▸ **TRECHO DO TEXTO**
——
De vez em quando a gente fica achando tudo sem graça, não sentimos vontade de nada, achamos que não gostamos de ninguém nem ninguém da gente. É uma sensação horrível que voce acha, será eterna. Mas a vida tem sua sabedoria e nos surpreende com fatos que nos devolve tudo que achamos que perdemos. Mas conheço muita gente que experimenta esta sensação mais frequetemente que se imagina.Daí as depressões, tão comuns nos dias de hoje.
Seu texto abordou este assunto de forma muito bem fundamentada e responsável.

Seu pai disse...

Oi, filha:Sinto-me encantado com seu artigo. Nota mil. Pena que não alcance o mundo inteiro.

Sonia disse...

Também passo por estas fases que voce chama de "analgesia" e me sinto muito mal. Ninguém entende, ficam me achando uma pessoa esquisita assim como tb acho o mundo esquisito e sem sentido. Mas passa e volto ao normal. Ja consultei minha ginecologista, poderia ser TPM. Ela mandou que observasse os periodos, se coincidiam. Sei que o que voce fala é outra coisa. É uma insatisfação que não sabemos de onde vem nem pra onde vai e porque acaba. Me identifiquei muito com seu texto e, de certa forma, me senti muito aliviada

Cecília disse...
——
(Entradas salvas)
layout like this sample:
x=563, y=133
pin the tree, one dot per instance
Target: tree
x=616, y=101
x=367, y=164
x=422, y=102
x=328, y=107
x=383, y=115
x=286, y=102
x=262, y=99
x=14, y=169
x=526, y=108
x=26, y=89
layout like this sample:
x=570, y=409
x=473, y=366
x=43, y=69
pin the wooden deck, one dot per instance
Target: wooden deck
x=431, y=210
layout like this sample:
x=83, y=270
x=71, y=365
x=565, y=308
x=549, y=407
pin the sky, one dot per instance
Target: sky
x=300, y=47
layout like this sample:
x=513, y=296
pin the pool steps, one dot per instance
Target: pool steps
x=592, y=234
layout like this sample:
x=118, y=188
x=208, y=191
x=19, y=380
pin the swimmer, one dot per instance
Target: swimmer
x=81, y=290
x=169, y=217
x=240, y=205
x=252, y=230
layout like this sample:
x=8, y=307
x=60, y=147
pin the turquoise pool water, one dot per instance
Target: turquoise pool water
——
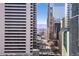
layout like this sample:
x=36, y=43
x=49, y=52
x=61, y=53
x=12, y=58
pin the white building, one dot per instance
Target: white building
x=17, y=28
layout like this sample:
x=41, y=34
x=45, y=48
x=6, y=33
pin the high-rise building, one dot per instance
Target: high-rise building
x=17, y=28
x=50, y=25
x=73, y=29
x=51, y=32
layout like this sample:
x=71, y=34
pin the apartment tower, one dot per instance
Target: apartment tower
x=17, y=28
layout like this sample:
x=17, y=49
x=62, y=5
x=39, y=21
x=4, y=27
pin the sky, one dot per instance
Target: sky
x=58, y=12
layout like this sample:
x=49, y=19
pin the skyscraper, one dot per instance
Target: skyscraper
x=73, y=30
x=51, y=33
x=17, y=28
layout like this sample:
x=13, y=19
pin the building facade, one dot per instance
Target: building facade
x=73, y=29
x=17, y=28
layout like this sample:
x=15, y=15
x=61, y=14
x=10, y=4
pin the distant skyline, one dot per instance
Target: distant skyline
——
▸ **TAREFAS PROPOSTAS**
A: No texto sobre o desânimo, o que a ginecologista mandou Sonia observar?
B: Dê continuidade ao texto sobre o desânimo a partir do ponto em que ele para.

▸ **RESPOSTAS POR TAREFA**
A: Os períodos, para ver se coincidiam.

B:
Que bom ver que neste mundo de superficialidades existe alguem que tem conscìência de si. Fico feliz mesmo. Em que pese o preço que se paga para ser inteiro e profundo, ainda assim, qualquer coisa é melhor que deixar a vida passar em branco.
Muito bom!

AMANDA disse...

Admiro sua capacidade de falar de uma algo tão indefinível que é o não sentir. Tratou um assunto tão subjetivo com uma objetividade desconcertante. Gostei, porque agora posso identificar os momentos que, acho, todos passam mas, não identificam. Por isto devem sofrer mais

RICARDO disse...

QUE BOM QUE VOLTOU, QUERIDA! ESTAVA SENTINDO FALTA DAS SUAS INUSITADAS REFLEXÕES.

Izabel disse...

Irmã,
Cada texto você surpreende os seus leitores com temas inusitados, polêmicos e que muitas vezes sentimos, mas não temos instrumentos verbais para expressá-los.

A humanidade hoje sobre de um mal que a ciência vem tentando desvendar e que é o grande responsável pelas somatizações a ALEXITIMIA.

Adorei!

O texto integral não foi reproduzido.